[YOUR ASSIGNMENT]:
Every record should be copied exactly, and the images omitted.

[DATA RECORDS]:
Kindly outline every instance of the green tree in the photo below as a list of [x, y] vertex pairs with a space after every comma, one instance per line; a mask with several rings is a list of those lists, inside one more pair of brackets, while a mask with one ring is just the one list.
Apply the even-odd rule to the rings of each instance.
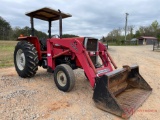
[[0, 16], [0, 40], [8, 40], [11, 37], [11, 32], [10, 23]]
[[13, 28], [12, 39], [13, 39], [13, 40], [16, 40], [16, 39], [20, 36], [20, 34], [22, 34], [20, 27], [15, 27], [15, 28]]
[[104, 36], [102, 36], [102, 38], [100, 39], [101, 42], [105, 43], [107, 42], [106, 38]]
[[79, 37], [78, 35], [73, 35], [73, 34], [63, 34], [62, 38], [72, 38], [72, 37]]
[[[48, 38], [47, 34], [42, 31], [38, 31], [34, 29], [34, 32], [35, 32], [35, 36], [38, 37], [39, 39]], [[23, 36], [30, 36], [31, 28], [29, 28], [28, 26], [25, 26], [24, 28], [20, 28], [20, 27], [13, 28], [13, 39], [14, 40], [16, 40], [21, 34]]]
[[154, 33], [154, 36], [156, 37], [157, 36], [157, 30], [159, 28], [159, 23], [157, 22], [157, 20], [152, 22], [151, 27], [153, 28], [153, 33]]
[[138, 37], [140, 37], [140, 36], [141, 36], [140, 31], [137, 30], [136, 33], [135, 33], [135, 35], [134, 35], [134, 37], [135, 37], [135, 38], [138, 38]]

[COMPLETED TASK]:
Kindly outline every instance of the green tree in the photo below as a list of [x, y] vertex pairs with a space after every comma, one instance per line; a mask with several rings is a list of those lists, inside one more pair of brackets, while a mask with one ring is just the one list.
Apply the even-odd rule to the rings of each instance.
[[0, 16], [0, 40], [8, 40], [11, 37], [11, 32], [10, 23]]
[[13, 28], [12, 39], [13, 39], [13, 40], [16, 40], [16, 39], [20, 36], [20, 34], [22, 34], [20, 27], [15, 27], [15, 28]]
[[104, 36], [102, 36], [102, 38], [100, 39], [101, 42], [105, 43], [107, 42], [106, 38]]
[[79, 37], [78, 35], [73, 35], [73, 34], [63, 34], [62, 38], [72, 38], [72, 37]]
[[[48, 38], [47, 34], [42, 31], [38, 31], [34, 29], [34, 32], [35, 32], [35, 36], [38, 37], [39, 39]], [[23, 36], [30, 36], [31, 28], [29, 28], [28, 26], [25, 26], [24, 28], [20, 28], [20, 27], [13, 28], [13, 39], [14, 40], [16, 40], [21, 34]]]
[[154, 33], [154, 36], [156, 37], [157, 36], [157, 30], [159, 28], [159, 23], [157, 22], [157, 20], [152, 22], [151, 27], [153, 28], [153, 33]]
[[138, 37], [140, 37], [140, 36], [141, 36], [140, 31], [137, 30], [136, 33], [135, 33], [135, 35], [134, 35], [134, 37], [135, 37], [135, 38], [138, 38]]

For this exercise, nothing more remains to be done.